== Exercise prompt ==
Output all the data exactly. Pictures do not belong in the copy.

--------

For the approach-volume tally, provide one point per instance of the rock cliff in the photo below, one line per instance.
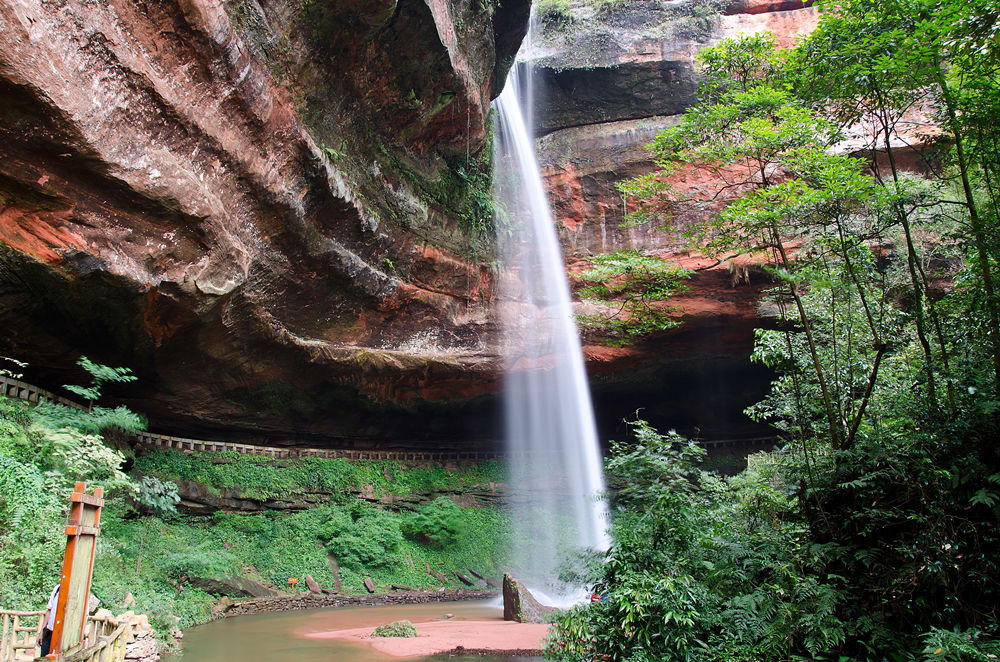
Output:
(611, 75)
(270, 209)
(274, 210)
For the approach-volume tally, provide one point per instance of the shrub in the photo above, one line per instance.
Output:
(440, 523)
(397, 629)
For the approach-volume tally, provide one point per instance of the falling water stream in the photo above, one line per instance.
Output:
(555, 461)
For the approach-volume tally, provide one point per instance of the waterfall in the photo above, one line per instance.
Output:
(555, 461)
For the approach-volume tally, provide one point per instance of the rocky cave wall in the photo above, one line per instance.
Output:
(610, 76)
(261, 206)
(267, 209)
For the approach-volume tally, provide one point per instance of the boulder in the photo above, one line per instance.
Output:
(520, 605)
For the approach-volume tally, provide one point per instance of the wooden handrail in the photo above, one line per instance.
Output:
(16, 637)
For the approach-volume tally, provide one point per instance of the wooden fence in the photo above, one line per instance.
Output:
(17, 389)
(18, 640)
(105, 638)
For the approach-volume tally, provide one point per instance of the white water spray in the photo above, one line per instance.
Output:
(555, 461)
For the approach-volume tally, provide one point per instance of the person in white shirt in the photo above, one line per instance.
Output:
(50, 622)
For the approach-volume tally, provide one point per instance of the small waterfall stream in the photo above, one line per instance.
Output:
(555, 466)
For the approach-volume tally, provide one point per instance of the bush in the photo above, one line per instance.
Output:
(397, 629)
(440, 523)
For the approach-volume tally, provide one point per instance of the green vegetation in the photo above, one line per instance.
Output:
(638, 285)
(172, 564)
(554, 14)
(871, 533)
(397, 629)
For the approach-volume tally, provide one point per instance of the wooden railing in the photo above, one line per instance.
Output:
(17, 640)
(17, 389)
(105, 641)
(104, 638)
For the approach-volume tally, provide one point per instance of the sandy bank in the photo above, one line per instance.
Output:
(445, 636)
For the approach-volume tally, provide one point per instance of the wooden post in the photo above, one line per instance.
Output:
(82, 529)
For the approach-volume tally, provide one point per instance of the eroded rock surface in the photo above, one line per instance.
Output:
(612, 76)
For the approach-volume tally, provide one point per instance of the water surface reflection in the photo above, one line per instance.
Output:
(280, 637)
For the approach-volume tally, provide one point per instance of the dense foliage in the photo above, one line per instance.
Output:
(635, 287)
(872, 533)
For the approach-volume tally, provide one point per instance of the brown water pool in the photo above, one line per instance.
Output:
(280, 637)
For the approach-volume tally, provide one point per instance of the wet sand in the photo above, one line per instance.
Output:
(494, 636)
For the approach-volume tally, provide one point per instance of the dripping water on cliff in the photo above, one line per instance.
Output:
(555, 462)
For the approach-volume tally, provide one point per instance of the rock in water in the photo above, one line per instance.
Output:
(520, 605)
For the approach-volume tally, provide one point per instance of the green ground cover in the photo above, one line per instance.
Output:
(162, 557)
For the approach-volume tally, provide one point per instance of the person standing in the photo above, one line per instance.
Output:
(49, 622)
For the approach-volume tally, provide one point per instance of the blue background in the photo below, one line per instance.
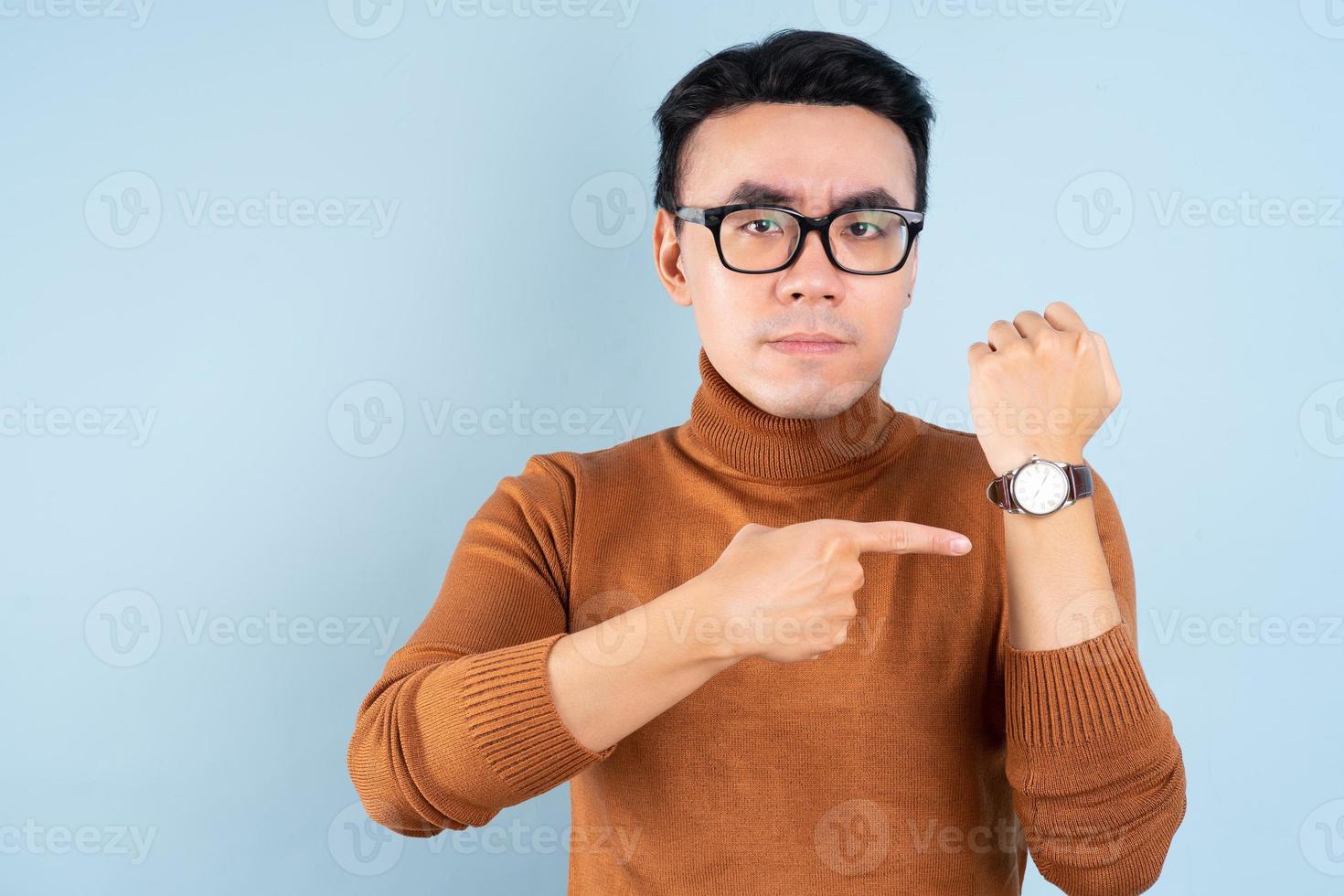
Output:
(1067, 136)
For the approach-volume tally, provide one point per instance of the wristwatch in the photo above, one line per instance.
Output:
(1040, 488)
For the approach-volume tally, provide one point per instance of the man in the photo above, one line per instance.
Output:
(758, 644)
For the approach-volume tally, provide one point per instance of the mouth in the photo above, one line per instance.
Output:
(808, 344)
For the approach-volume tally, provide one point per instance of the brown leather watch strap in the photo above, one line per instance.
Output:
(1081, 478)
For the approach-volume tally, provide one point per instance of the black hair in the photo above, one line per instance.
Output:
(792, 66)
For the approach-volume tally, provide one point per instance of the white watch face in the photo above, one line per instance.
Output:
(1040, 488)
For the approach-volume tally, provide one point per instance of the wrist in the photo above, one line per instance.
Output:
(692, 623)
(1012, 458)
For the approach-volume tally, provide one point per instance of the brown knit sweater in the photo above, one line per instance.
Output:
(925, 755)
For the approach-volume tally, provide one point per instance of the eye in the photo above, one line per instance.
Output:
(864, 229)
(761, 226)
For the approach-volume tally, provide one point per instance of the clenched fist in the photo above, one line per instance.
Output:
(1040, 384)
(786, 592)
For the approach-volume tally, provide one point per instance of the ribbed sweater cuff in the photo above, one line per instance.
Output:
(497, 709)
(1089, 690)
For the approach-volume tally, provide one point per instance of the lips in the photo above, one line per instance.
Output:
(808, 337)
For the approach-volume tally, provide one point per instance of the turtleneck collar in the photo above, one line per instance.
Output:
(761, 445)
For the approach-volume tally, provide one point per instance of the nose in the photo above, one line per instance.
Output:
(811, 275)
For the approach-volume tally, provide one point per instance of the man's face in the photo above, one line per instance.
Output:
(815, 157)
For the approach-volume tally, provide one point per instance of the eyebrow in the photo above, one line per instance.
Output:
(754, 191)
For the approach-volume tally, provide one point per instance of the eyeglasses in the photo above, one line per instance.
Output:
(763, 240)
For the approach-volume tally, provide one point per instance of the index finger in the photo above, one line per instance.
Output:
(898, 536)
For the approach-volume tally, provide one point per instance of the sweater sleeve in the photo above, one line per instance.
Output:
(1094, 766)
(461, 721)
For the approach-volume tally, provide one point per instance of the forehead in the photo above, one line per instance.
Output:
(811, 155)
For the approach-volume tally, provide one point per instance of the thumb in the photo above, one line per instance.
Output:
(898, 536)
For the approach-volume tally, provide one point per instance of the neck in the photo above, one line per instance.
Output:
(765, 445)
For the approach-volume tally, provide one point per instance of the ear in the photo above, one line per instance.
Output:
(668, 260)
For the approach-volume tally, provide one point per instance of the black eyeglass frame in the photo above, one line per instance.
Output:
(712, 218)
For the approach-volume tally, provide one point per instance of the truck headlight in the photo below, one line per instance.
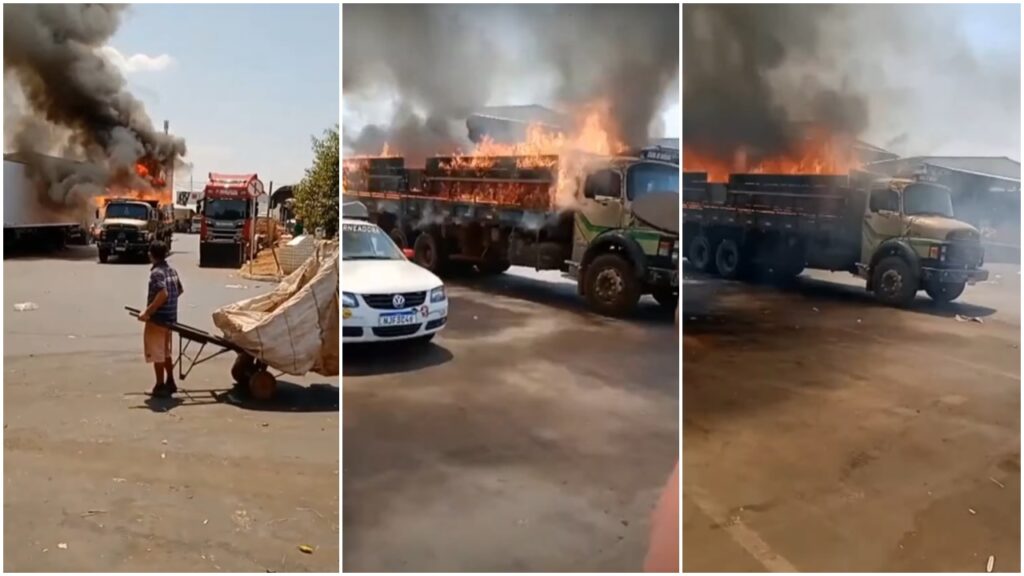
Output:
(666, 246)
(348, 300)
(437, 294)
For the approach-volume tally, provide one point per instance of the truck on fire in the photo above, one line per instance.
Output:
(610, 223)
(899, 235)
(128, 227)
(228, 219)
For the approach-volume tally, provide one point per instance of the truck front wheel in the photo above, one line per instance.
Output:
(428, 252)
(944, 292)
(894, 282)
(728, 258)
(611, 286)
(700, 253)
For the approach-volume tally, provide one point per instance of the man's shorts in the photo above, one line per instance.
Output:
(157, 343)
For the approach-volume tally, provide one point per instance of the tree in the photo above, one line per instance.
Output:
(316, 195)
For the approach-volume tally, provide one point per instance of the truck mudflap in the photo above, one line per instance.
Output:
(954, 276)
(663, 277)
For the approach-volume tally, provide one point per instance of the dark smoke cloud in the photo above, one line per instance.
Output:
(444, 62)
(51, 50)
(911, 78)
(730, 53)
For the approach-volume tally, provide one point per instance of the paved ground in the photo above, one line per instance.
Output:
(531, 436)
(825, 433)
(201, 486)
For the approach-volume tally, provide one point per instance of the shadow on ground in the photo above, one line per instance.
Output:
(556, 294)
(288, 398)
(392, 358)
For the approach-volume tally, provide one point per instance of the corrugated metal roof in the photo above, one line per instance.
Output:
(989, 166)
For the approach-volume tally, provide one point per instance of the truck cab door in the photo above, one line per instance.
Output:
(600, 208)
(882, 220)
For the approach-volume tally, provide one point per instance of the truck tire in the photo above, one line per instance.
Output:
(944, 292)
(611, 285)
(894, 282)
(700, 253)
(728, 258)
(429, 253)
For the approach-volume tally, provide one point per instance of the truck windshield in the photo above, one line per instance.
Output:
(132, 211)
(927, 200)
(225, 209)
(367, 242)
(645, 178)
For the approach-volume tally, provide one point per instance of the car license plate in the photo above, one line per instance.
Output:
(397, 319)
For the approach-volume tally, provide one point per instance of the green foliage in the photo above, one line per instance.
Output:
(316, 195)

--------

== Task solution ==
For the approach-volume tally, provide one point per instance of the rock cliff in the photo below, one line per instance.
Output:
(611, 75)
(270, 209)
(274, 210)
For the approach-volume tally, provide one point per instance of the shrub in the photo above, one line per instance.
Output:
(440, 523)
(397, 629)
For the approach-volume tally, provide one point per instance of the falling water stream in the photo above, one line per instance.
Output:
(555, 461)
For the approach-volume tally, provide one point per instance of the waterfall in the photo above, one line per instance.
Output:
(555, 461)
For the approach-volume tally, provide one point per instance of the rocky cave wall in the photo above, one line per instance.
Output:
(610, 76)
(261, 206)
(267, 209)
For the approach-volume tally, provide one point per instance of the boulder in the photo above, one line per instance.
Output:
(520, 605)
For the approach-volume tally, provide one point per instance of the wooden handrail in the photo above, one line per instance.
Output:
(16, 637)
For the approach-volume tally, provide one point per instance of the wooden fence in the photo above, one line per instance.
Output:
(17, 389)
(18, 640)
(105, 638)
For the approach-volume tally, provide one point per instance of the white water spray in the photo above, one line per instance.
Output:
(555, 461)
For the approach-volume tally, provide one point per instance of the person in white shirt in the photo above, one line per instance.
Output:
(50, 622)
For the approach-volume tally, provide one point per instance of the small waterfall stream in the photo above, one line per instance.
Output:
(555, 466)
For the approach-volume tally, provide one point per instance of the bush in the photo above, one line per instance.
Output:
(397, 629)
(440, 523)
For the approach-volume tally, provide one point per instance of the green vegetation in the photo above, one line per instance.
Output:
(638, 285)
(172, 564)
(554, 14)
(871, 533)
(397, 629)
For the approach-volume tally, provide one point per instance of the wooden railing in the photo above, one line per instance.
Output:
(17, 640)
(17, 389)
(105, 641)
(104, 638)
For the approach-volume tally, provide one point per instance of the sandy bank in the photo above, one line per instance.
Output:
(445, 636)
For the approach-volume tally, provide one point per instance of the wooden post in the photo above, one line per instance.
Output:
(82, 529)
For the approach-volume tally, provide one point per instance of the eroded rock surface in the photo above, one line per instance.
Output:
(612, 76)
For the approach-volume tally, provide one point per instance of the water surface reflection in the photo above, one line per instance.
Output:
(280, 637)
For the approach-volume tally, provide one point per instance of the dense foliage in the photo above, one line per instance.
Output:
(635, 287)
(872, 533)
For the approach-volume tally, provide one point per instance of the brown water pool in the photo above, one line per instance.
Output:
(280, 637)
For the approach-volume tally, provide one point per instance of the wet sand in the photo above, one line per instance.
Output:
(494, 636)
For the approach-volume tally, provide one point per instance of the dripping water on cliff in the photo above, one line per instance.
Output:
(555, 462)
For the approach-volume tally, provide one point per instance of the rock in water in the photo above, one line per instance.
Output:
(520, 605)
For the approach-volume tally, provide one point per instance of the green ground cover in the photo above, one line per instance.
Output:
(162, 557)
For the approach-volume tally, provide one point per instance of the person standing in the photo above, one line per instance.
Output:
(49, 622)
For the approach-volume tally, provide one point per instance of the blue background in the photo below, one line per instance.
Output:
(1067, 136)
For the approach-volume tally, provide one point per instance of the wristwatch in the photo above, one line per instance.
Output:
(1040, 488)
For the approach-volume tally, provide one point per instance of the man in the photo above, one line per instance.
Output:
(758, 644)
For the approach-volume tally, provide one point per instance of the mouth in the photo above, one line per instance.
Output:
(808, 344)
For the approach-volume tally, provide one point per instance of the brown leather watch strap in the photo above, one line per instance.
Output:
(1081, 478)
For the approach-volume tally, provide one point per instance of the black hair in the photo above, one line per instance.
Output:
(792, 66)
For the approach-volume tally, provide one point per instance of the white watch face in the photo above, one line per instance.
Output:
(1040, 488)
For the approach-volume tally, provide one point per instance of the wrist in the photo above, one line per instance.
Output:
(692, 623)
(1012, 458)
For the approach-volume tally, provide one point per instance of the brown knit sweater in the photo above, one line per instance.
Output:
(925, 755)
For the approach-volume tally, provide one point per instance of the eye in the photo above, one line per instance.
Output:
(864, 229)
(761, 226)
For the approach-volume tally, provide one point per instance of the clenched fist in the photo above, one line per instance.
Output:
(1040, 384)
(786, 592)
For the approach-volume tally, provide one point per instance of the ribbed sweater cuff in the photo above, one line per instance.
Output:
(497, 709)
(1089, 690)
For the approach-volume tally, provide one point per instance of the lips in the photo above, one line per instance.
Output:
(808, 337)
For the approach-volume tally, provide one point per instance of the turtleneck collar in the photo above, one line per instance.
Output:
(761, 445)
For the approach-volume tally, provide one point per instance of the nose in the photo above, one line per instance.
Output:
(811, 275)
For the approach-volume tally, provide one point per instance of the man's face in the photo above, one line per instance.
Output:
(815, 157)
For the approach-volume tally, provide one point per instance of the eyebrow in the photo above, one line per instance.
Output:
(754, 191)
For the approach-volume tally, provide one point per instance of the eyeglasses in the photo above, one line per instance.
Output:
(763, 240)
For the approach-volume tally, provide one point per instance of the index finger in the photo above, one line per instance.
Output:
(898, 536)
For the approach-volume tally, provide one point per instance of the sweater sleeve in the photo above, one line per instance.
Output:
(1094, 766)
(461, 721)
For the approach-volume tally, provide one point per instance of the forehead in the photo above, one line per instance.
Output:
(811, 155)
For the approach-volume tally, provide one point per instance of the thumb in the photo above, one line per instance.
Output:
(898, 536)
For the approach-volume tally, provide one point per instance of the neck in the photo above, one line per instance.
Output:
(765, 445)
For the approach-volume tally, provide one point per instance of the ear in the photo above, one line per instance.
Output:
(668, 260)
For the approach-volume tally, provide one point per instance of the black eyeglass frame in the photo above, one line per instance.
Output:
(712, 218)
For the approach-volume tally, provide one point per instance of the truck headlight in the photo below, one line per instance.
Output:
(666, 246)
(348, 300)
(437, 294)
For the approach-volume tally, provide one point per instance of the truck on fire in the photo above, one line per instance.
Output:
(610, 223)
(899, 235)
(128, 227)
(228, 219)
For the approach-volume tally, provide one point per instance of the truck front wheel in the photo above, one line per instance.
Output:
(428, 252)
(944, 292)
(894, 282)
(728, 258)
(611, 286)
(700, 253)
For the approach-volume tally, provide one point per instance of the man's shorts in the photo above, one line per instance.
Output:
(157, 343)
For the approach-volume tally, provide one point per instance of the tree in the photo above, one line per instance.
Output:
(316, 195)
For the approach-volume tally, provide one point per instance of the truck mudflap in the photo above, one line per instance.
Output:
(954, 276)
(663, 277)
For the approach-volume tally, provide one point per instance of the dark smoke cloud in the photo above, one line per instance.
Output:
(444, 62)
(51, 50)
(911, 78)
(730, 53)
For the approach-volume tally, provide one point per instance of the paved ground in the photo above, one line per instance.
Output:
(531, 436)
(825, 433)
(201, 486)
For the approach-volume tally, provide one point per instance of the shadow on ground in the photo above, one line per instance.
Output:
(556, 294)
(288, 398)
(392, 358)
For the approach-volume tally, provide one point per instance of the corrugated metal roof in the photo above, one line per instance.
Output:
(989, 166)
For the approach-volume tally, provide one point per instance of the truck cab door in the photo above, one line per instance.
Output:
(600, 208)
(882, 220)
For the approach-volume tally, provide one point per instance of the truck tire in the photo above, one line per instance.
Output:
(944, 292)
(611, 285)
(894, 282)
(700, 253)
(728, 258)
(429, 253)
For the approach-volume tally, provide one point per instance of the truck windshield in the photo above, one line per instance.
Output:
(132, 211)
(927, 200)
(225, 209)
(367, 242)
(645, 178)
For the approach-volume tally, provide one point per instance of the car license plate in the photo above, one line per instance.
Output:
(397, 319)
For the approach-volume tally, provide one point per instance of the green foliage in the photo above, one line per instance.
Output:
(316, 195)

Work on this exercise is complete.